[Consignes]
[a] D'après le texte, à quoi servent les applications pl@ntnet et CarNat dans le projet, et à quel programme contribuent les données recueillies ?
[b] Répondez à ces questions à partir du texte.
(i) Quels sont les deux milieux dont les élèves étudient la biodiversité ?
(ii) Quelle application les élèves utilisent-ils pour reconnaître les oiseaux ?
(iii) Par quel moyen les deux enseignantes ont-elles été mises en relation ?

[Texte support]

-------------------------

Comment faire découvrir la biodiversité environnante aux lycéens en utilisant les nouvelles technologies ? Deux enseignants de SVT, Virginie Marquet du lycée français de Vienne et Nathalie Fabien du lycée Sud Médoc La Boétie (33) travaillent ensemble en classe inversée sur le même projet. L’objectif est, entre autre, d’identifier différentes espèces dans le bassin d’Arcachon et sur les bords du Danube. Les lycéens des deux établissements collaborent, échangent et se corrigent via Twitter. Rencontre avec ces deux enseignantes 4.0 mises en relation par le MOOC de la plateforme FUN.

 

Présentez votre projet " ByoDiversité" 

 

Pour chacun de nos lycées, il s'agit de construire des connaissances  sur la biodiversité environnante des établissements : le bassin d'Arcachon et la Lobau à Vienne. Il s'agit d'une initiation au développement durable et à la conservation de notre biodiversité.

 

Les projets reposent sur une utilisation des outils multimédia d’identification des espèces de manière collaborative : utilisation de plusieurs applications de science participatives commepl@ntnet pour le recensement des plantes et connaître le nom botanique de l’échantillon. Egalement CarNat qui est une application de géo localisation et gestion de points GPS. Ces données contribuent à l’Inventaire National du Patrimoine Naturel (INPN), programme de restitution de données naturalistes en France.

 

Les élèves vont aussi utiliser anymals pour l'identification des animaux et plantes locales, Obsmapp pour faire un lien avec la carte, Ornidroid pour  reconnaissance des oiseaux etproject Noah.

 

Pour communiquer entre professeur et élèves de chaque classe et entre classes, on compte sur Twitter.

 

Concrètement, comment s’organise le travail au cours des séances ? Que font les élèves ?

-------------------------

[Données fournies]
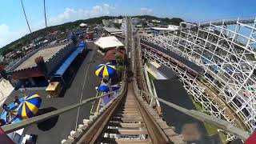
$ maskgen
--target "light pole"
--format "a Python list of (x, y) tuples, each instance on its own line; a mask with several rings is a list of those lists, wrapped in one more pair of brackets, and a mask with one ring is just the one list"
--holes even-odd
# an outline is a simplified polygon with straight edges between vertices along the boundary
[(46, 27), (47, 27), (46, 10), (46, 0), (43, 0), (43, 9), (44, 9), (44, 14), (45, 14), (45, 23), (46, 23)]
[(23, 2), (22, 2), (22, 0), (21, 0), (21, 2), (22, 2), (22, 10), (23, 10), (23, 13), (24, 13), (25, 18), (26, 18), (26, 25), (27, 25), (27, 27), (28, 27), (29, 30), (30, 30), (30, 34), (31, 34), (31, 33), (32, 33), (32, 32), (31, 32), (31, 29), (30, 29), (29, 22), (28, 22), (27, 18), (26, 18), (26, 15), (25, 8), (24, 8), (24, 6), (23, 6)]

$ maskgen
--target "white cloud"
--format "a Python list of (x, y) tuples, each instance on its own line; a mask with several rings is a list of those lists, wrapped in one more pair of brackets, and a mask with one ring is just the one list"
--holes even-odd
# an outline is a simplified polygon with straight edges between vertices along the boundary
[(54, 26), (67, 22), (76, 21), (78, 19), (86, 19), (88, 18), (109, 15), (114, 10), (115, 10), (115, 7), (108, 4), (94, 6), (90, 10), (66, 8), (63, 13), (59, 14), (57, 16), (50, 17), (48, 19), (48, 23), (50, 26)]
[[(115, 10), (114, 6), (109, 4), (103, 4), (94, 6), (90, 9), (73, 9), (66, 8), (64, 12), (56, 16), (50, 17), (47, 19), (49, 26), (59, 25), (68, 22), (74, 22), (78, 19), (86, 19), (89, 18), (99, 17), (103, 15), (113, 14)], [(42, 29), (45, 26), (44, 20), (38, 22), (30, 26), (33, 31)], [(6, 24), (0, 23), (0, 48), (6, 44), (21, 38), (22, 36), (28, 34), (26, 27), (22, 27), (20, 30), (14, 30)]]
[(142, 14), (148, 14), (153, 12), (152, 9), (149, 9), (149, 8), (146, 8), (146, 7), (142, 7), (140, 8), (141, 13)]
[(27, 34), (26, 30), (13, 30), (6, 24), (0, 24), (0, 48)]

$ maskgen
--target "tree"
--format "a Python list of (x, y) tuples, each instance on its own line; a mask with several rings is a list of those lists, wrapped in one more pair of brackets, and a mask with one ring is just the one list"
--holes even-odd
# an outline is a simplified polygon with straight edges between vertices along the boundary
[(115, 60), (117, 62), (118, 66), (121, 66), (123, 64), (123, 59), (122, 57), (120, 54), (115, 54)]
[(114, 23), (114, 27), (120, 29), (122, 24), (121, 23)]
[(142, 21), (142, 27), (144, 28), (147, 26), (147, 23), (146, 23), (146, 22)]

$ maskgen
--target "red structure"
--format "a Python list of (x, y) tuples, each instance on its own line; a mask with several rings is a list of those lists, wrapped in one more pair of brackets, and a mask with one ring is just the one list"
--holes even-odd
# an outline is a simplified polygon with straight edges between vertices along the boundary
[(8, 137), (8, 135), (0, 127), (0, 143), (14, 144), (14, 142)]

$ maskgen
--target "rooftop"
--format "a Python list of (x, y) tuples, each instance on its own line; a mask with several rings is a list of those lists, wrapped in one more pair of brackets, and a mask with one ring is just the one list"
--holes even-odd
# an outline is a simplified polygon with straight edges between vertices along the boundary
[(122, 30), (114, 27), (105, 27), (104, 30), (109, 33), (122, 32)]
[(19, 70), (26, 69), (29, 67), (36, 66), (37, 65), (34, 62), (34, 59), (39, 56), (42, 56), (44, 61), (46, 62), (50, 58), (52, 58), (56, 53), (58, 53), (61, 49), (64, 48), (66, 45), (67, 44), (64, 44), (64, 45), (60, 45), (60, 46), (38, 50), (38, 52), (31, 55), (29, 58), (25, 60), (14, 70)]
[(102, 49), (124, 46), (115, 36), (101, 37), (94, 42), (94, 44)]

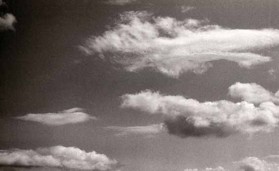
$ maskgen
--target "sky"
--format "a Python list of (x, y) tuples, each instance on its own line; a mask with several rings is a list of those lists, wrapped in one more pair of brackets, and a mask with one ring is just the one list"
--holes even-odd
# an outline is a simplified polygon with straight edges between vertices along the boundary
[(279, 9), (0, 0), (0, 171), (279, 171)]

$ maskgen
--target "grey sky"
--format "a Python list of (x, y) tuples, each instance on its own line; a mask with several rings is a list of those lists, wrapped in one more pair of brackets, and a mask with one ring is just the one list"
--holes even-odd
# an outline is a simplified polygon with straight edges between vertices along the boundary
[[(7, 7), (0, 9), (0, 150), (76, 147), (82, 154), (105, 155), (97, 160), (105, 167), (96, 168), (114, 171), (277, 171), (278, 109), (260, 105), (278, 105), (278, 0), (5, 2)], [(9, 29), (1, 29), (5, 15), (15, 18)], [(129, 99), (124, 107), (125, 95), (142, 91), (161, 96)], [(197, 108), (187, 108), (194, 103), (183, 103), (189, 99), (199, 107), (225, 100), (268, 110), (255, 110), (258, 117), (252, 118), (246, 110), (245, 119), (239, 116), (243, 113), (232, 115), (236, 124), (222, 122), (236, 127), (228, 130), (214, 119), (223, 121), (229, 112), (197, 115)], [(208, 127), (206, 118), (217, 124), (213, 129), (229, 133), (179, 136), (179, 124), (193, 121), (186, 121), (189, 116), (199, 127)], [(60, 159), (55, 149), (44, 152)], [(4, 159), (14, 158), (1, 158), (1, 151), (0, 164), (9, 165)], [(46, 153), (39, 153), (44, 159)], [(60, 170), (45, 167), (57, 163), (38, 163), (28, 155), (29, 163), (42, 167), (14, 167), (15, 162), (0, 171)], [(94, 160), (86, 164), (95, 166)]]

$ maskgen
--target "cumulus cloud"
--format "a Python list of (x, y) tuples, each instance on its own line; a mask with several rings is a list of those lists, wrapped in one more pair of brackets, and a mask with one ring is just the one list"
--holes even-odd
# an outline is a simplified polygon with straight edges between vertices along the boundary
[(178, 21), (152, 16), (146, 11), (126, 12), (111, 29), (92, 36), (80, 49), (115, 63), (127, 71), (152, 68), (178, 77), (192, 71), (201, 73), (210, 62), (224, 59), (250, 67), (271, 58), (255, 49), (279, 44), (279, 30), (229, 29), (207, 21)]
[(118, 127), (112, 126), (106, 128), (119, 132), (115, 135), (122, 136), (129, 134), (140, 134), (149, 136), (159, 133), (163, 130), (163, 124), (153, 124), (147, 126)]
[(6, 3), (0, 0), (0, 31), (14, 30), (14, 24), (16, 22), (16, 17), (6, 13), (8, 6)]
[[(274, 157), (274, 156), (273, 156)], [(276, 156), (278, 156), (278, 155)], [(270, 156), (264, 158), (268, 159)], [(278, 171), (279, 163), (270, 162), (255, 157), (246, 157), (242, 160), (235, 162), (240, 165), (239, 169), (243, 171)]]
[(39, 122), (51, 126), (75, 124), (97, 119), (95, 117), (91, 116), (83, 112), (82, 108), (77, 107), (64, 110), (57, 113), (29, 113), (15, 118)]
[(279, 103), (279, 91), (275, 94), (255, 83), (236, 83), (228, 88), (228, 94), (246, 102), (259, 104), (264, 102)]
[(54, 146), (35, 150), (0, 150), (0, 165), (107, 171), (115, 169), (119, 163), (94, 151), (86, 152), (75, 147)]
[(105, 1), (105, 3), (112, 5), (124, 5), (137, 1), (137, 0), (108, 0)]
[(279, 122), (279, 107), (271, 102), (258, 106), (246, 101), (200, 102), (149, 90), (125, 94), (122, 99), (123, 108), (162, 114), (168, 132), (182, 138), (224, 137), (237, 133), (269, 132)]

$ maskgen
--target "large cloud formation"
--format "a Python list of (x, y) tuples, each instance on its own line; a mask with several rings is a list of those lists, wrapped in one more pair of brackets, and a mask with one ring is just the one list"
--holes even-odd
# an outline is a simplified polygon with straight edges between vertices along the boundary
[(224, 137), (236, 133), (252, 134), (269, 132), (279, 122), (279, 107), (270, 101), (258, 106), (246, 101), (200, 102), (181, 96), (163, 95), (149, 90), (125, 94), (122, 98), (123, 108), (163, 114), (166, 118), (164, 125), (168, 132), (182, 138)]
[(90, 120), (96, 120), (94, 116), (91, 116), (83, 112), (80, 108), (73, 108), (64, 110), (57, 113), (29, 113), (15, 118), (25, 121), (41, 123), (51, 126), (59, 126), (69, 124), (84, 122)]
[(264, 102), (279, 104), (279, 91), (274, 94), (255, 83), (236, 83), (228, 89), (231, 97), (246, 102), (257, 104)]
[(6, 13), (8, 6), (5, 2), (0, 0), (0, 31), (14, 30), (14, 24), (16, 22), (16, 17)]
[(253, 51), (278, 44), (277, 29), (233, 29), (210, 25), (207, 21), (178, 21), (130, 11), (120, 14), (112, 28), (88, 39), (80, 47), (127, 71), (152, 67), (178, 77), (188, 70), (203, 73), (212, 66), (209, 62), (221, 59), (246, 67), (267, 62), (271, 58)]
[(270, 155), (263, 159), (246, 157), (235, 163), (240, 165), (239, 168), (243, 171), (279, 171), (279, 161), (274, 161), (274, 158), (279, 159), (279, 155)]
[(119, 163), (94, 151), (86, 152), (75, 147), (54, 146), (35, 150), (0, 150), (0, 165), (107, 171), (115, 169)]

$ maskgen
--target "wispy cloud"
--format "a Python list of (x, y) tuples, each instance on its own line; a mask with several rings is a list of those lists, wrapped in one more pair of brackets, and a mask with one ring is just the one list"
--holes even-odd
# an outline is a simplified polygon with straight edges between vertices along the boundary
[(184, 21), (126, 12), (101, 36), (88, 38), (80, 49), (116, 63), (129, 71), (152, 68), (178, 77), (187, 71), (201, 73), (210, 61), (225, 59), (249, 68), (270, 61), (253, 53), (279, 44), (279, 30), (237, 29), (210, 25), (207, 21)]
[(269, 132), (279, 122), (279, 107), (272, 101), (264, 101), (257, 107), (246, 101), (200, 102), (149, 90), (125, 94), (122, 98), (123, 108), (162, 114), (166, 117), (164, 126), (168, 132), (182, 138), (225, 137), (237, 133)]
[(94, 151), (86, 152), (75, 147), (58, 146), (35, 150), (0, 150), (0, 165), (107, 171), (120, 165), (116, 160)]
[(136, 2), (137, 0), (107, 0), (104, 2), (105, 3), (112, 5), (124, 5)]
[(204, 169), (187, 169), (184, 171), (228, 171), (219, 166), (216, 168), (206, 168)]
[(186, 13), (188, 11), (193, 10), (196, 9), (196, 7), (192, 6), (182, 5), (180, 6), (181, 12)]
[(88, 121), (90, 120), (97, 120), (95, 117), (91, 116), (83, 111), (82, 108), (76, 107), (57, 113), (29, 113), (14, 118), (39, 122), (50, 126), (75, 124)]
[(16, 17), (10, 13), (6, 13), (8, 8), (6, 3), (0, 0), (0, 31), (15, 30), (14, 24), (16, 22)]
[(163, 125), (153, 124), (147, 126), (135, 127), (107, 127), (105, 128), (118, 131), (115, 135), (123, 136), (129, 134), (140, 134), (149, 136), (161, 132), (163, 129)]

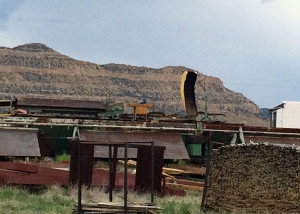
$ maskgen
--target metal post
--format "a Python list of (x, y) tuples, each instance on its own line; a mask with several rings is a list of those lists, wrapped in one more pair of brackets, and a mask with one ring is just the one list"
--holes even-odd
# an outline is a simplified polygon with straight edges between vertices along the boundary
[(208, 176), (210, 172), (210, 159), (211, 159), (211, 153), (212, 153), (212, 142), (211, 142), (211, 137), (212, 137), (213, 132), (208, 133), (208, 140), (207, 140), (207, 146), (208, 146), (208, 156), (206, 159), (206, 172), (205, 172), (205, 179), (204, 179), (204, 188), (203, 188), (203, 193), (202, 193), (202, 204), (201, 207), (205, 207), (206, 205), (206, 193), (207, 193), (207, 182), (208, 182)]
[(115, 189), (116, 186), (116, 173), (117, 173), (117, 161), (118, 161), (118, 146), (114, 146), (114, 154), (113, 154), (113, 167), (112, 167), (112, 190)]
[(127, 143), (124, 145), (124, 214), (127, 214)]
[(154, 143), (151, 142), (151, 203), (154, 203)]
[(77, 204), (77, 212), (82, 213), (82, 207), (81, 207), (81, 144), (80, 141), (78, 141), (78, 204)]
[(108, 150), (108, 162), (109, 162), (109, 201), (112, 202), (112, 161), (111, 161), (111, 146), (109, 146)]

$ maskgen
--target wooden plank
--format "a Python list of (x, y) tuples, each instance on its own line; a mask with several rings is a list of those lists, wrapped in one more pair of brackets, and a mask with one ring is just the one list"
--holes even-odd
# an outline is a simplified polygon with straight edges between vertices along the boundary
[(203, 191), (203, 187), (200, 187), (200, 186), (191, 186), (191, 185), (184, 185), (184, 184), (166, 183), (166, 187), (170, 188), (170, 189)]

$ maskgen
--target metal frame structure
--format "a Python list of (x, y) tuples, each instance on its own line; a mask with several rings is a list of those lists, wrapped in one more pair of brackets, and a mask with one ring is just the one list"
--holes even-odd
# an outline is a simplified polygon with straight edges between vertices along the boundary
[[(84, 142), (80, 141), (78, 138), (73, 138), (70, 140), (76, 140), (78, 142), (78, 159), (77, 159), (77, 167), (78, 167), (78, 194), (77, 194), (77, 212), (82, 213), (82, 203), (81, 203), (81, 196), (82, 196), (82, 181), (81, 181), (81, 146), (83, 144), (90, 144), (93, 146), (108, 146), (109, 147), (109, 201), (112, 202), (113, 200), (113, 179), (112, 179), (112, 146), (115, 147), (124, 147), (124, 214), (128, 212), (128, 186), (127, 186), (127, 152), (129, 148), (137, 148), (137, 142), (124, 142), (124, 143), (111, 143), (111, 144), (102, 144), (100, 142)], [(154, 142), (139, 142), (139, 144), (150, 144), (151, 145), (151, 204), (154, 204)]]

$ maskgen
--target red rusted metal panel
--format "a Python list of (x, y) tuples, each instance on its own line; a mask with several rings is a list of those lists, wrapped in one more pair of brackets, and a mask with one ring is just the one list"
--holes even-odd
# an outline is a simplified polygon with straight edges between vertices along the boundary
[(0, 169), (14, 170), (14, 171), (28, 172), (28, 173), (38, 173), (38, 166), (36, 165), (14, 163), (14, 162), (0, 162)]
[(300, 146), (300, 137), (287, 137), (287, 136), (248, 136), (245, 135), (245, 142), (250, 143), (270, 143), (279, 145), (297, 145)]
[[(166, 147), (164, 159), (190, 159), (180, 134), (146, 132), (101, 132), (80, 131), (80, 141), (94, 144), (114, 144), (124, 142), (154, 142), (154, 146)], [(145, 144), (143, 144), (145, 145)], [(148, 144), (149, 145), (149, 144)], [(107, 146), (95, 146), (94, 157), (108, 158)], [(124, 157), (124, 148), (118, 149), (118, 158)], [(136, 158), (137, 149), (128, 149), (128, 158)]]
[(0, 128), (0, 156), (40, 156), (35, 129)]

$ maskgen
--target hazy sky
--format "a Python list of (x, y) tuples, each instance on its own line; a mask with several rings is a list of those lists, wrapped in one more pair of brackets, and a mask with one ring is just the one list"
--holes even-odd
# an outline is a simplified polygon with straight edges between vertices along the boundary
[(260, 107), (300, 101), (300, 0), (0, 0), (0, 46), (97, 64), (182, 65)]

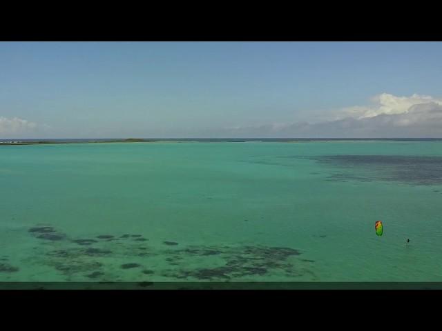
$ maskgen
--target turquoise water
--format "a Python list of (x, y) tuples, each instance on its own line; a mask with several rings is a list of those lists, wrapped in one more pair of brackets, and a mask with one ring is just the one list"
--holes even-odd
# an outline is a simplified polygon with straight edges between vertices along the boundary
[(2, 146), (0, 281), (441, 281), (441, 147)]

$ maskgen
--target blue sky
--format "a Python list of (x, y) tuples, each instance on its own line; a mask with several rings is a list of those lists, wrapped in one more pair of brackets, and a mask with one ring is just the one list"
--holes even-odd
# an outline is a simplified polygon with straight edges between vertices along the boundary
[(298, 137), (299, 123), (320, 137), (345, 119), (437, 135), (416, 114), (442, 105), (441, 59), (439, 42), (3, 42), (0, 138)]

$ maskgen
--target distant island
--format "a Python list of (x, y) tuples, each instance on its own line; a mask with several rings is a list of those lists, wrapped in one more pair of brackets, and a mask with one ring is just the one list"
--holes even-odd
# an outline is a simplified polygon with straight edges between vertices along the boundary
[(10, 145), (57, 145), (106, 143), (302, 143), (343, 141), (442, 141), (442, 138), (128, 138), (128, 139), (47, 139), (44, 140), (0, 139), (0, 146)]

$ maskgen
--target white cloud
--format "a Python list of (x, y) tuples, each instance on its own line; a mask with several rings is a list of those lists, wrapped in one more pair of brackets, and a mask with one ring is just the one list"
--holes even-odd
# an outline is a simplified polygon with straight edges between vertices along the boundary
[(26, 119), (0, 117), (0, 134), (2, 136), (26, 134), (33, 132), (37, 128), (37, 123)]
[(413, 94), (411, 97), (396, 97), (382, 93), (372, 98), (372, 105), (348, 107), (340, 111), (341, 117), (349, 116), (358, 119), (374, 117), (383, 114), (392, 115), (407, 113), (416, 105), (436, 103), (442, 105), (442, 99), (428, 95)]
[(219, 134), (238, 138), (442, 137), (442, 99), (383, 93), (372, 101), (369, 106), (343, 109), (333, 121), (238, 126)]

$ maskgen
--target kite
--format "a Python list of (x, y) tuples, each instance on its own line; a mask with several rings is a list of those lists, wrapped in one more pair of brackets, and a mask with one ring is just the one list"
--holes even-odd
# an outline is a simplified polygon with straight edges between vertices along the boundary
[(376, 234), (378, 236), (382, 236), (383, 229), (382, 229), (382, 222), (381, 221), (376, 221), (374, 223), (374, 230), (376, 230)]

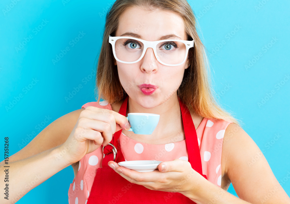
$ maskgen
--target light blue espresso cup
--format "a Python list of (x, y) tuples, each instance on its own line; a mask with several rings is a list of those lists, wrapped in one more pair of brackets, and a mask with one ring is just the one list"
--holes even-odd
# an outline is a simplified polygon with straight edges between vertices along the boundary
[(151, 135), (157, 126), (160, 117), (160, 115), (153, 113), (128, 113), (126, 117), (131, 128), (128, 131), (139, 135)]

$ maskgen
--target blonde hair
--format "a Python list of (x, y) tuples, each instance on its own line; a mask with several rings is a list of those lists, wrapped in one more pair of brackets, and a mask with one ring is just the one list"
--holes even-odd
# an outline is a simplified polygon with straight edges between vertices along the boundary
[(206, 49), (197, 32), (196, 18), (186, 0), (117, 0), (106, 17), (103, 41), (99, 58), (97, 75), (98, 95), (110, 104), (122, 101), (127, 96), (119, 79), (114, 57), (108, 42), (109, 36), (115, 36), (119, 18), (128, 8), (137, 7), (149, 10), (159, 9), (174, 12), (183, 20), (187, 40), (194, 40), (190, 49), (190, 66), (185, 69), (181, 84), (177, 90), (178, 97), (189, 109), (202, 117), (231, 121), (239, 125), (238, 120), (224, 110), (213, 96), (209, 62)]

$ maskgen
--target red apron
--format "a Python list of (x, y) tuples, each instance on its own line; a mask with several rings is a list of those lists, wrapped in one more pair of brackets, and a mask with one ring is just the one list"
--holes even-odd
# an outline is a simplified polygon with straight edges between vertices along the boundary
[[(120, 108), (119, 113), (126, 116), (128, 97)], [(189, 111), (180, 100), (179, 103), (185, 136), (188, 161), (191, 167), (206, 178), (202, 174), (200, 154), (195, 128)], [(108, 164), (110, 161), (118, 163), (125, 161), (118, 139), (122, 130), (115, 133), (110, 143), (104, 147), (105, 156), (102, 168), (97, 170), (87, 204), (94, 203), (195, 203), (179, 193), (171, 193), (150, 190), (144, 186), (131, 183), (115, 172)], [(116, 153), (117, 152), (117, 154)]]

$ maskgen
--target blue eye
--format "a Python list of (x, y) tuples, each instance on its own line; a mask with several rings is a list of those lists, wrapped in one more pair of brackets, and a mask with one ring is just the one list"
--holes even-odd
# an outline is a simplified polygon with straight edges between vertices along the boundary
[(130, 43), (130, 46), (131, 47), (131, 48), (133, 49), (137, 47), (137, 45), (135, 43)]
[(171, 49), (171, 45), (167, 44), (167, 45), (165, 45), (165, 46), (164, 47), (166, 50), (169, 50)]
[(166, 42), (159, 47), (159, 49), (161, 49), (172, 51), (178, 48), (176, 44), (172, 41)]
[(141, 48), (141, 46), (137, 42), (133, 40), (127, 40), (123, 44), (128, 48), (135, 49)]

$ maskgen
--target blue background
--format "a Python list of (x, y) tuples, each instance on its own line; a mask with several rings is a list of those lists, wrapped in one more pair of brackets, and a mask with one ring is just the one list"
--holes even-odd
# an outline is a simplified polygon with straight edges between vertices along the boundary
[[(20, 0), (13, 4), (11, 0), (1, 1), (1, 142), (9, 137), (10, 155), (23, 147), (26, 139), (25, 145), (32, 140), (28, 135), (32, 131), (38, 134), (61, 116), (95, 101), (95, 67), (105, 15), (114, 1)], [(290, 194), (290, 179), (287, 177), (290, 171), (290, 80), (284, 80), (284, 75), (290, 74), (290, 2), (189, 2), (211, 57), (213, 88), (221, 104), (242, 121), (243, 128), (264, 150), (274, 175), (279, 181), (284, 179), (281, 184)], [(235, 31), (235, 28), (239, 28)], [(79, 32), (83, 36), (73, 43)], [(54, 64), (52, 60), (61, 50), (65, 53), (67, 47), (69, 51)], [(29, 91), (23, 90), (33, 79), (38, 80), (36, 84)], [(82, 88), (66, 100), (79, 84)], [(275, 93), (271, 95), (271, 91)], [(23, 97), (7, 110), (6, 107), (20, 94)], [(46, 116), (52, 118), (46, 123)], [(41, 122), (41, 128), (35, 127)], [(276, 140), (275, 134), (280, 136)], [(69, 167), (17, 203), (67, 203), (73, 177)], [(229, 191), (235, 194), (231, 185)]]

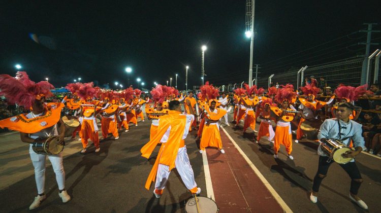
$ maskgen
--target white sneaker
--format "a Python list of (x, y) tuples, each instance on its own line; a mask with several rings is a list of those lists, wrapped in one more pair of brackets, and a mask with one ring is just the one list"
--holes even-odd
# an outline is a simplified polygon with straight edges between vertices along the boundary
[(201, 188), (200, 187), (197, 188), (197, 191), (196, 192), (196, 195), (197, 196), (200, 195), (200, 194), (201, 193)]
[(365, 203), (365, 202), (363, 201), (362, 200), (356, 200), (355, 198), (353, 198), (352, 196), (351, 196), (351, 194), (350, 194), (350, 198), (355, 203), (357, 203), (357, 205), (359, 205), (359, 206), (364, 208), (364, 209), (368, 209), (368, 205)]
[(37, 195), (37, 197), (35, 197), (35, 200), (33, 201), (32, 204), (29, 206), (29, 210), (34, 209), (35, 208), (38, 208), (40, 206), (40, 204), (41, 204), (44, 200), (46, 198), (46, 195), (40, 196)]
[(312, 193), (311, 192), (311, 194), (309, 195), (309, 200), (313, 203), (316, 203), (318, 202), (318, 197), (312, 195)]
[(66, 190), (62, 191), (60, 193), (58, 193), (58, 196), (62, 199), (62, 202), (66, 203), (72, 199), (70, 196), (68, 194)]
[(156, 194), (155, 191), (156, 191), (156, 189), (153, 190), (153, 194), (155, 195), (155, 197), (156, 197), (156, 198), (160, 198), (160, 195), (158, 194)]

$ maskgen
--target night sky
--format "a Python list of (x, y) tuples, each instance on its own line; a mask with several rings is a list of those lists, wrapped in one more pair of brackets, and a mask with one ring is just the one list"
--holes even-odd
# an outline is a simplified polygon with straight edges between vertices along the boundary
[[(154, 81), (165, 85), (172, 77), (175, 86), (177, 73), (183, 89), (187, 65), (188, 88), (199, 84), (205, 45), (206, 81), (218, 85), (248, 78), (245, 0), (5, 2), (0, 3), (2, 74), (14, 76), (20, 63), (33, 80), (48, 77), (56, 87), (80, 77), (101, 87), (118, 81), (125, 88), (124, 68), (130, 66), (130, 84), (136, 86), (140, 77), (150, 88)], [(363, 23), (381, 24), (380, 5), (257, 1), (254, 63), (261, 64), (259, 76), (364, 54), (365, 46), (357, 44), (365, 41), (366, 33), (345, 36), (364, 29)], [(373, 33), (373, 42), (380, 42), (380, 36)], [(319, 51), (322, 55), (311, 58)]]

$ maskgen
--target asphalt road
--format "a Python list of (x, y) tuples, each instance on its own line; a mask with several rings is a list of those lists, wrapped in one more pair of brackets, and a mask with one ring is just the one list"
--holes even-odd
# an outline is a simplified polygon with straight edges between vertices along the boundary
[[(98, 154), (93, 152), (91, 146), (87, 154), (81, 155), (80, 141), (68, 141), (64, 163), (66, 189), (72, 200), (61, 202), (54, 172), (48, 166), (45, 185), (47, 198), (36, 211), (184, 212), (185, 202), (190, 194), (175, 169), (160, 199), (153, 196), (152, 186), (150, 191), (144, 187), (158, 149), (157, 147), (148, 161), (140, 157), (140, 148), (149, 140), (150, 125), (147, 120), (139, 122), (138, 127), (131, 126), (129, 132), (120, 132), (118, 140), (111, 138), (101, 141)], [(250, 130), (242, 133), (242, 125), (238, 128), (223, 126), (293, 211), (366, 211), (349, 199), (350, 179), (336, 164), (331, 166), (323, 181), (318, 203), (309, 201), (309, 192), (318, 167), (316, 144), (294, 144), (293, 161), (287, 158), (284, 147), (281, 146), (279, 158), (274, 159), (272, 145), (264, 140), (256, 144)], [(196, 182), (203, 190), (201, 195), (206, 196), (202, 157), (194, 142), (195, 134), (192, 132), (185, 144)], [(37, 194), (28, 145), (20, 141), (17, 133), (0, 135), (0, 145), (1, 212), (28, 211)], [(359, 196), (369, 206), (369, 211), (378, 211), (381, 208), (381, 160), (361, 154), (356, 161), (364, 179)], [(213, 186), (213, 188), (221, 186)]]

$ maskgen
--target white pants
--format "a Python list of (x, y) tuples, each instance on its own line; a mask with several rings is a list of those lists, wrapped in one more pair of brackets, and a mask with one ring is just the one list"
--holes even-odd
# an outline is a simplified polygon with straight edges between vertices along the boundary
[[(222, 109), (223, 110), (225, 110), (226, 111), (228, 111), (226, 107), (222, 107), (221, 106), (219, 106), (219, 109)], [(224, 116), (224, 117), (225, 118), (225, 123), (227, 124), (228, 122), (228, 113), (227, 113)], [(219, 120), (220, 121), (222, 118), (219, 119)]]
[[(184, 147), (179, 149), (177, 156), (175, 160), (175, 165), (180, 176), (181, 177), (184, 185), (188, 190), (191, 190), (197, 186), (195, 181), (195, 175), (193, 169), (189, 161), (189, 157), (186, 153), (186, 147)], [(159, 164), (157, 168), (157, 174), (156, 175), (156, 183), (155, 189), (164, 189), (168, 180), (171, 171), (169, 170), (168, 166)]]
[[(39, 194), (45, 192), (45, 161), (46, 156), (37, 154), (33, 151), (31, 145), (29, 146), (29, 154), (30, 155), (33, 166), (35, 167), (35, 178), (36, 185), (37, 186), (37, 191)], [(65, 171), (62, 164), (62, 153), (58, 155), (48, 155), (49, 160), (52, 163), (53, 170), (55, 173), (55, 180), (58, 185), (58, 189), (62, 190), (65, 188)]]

-------------------------

[Corrigé]
[a] Pl@ntnet sert à recenser les plantes et à connaître le nom botanique de l'échantillon. CarNat est une application de géolocalisation et de gestion de points GPS. Les données recueillies contribuent à l'Inventaire National du Patrimoine Naturel (INPN), programme de restitution de données naturalistes en France.

[b]
(i) Le bassin d'Arcachon et la Lobau à Vienne.
(ii) Ornidroid.
(iii) Par le MOOC de la plateforme FUN.